Since only part of the records is wanted, repeat exactly the lines from the one containing "positive clicks: (47, 224) (45, 223)" through the last line, both included.
***** TASK DATA *****
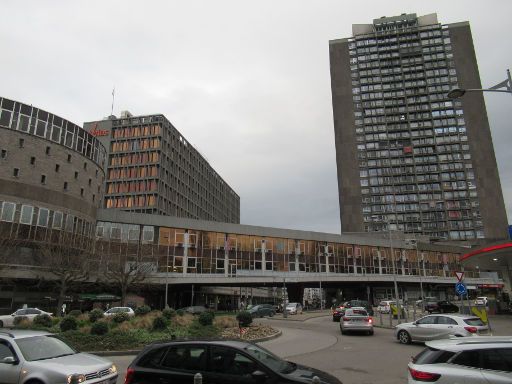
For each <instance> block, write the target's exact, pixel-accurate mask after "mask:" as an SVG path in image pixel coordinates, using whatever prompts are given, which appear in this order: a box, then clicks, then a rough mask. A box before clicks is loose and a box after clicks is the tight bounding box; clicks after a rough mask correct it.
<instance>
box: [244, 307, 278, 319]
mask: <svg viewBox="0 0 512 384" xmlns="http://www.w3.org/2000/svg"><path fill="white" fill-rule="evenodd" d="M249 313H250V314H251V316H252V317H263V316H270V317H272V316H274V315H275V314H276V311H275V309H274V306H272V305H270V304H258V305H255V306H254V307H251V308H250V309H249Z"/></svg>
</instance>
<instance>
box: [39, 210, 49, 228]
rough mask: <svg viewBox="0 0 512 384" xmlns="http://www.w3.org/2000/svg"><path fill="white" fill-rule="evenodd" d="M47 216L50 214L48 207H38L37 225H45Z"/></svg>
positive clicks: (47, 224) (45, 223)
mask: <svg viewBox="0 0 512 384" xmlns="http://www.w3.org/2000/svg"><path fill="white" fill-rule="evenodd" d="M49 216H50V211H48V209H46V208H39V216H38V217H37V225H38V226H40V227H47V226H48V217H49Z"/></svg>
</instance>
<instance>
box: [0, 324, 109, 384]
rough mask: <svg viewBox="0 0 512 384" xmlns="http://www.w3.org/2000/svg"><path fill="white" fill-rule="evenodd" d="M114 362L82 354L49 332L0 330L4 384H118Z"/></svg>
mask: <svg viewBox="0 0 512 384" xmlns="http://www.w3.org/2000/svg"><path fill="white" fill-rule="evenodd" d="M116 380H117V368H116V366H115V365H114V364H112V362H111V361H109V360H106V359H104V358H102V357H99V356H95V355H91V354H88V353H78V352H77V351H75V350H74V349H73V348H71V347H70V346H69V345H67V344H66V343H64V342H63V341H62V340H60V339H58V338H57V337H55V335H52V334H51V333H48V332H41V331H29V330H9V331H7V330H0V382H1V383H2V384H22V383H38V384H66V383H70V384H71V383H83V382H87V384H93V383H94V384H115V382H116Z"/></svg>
*****
_RESPONSE FOR THIS EXERCISE:_
positive clicks: (47, 224) (45, 223)
mask: <svg viewBox="0 0 512 384" xmlns="http://www.w3.org/2000/svg"><path fill="white" fill-rule="evenodd" d="M49 216H50V211H48V209H46V208H39V216H38V217H37V225H38V226H40V227H47V226H48V217H49Z"/></svg>
</instance>
<instance>
box: [0, 324, 109, 384]
rough mask: <svg viewBox="0 0 512 384" xmlns="http://www.w3.org/2000/svg"><path fill="white" fill-rule="evenodd" d="M114 362L82 354L49 332L0 330L4 384H118Z"/></svg>
mask: <svg viewBox="0 0 512 384" xmlns="http://www.w3.org/2000/svg"><path fill="white" fill-rule="evenodd" d="M116 380H117V368H116V366H115V365H114V364H112V362H111V361H109V360H106V359H104V358H102V357H99V356H95V355H91V354H88V353H78V352H77V351H75V350H74V349H73V348H71V347H70V346H69V345H67V344H66V343H64V342H63V341H62V340H60V339H58V338H57V337H55V335H52V334H51V333H48V332H41V331H29V330H9V331H7V330H0V382H1V383H2V384H22V383H38V384H66V383H70V384H71V383H83V382H87V384H93V383H94V384H115V382H116Z"/></svg>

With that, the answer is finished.